PROBLEM TO SOLVE
Copy each of the items below word for word, keeping every line and character unchanged.
··· SOURCE DATA ···
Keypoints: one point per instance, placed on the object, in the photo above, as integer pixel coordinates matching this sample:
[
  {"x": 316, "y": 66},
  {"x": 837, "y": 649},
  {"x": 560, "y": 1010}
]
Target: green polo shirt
···
FINAL RESULT
Keypoints: one point per instance, placed on the object, in the photo above, as integer pixel coordinates matching this sample:
[
  {"x": 316, "y": 66},
  {"x": 837, "y": 649},
  {"x": 560, "y": 1010}
]
Target: green polo shirt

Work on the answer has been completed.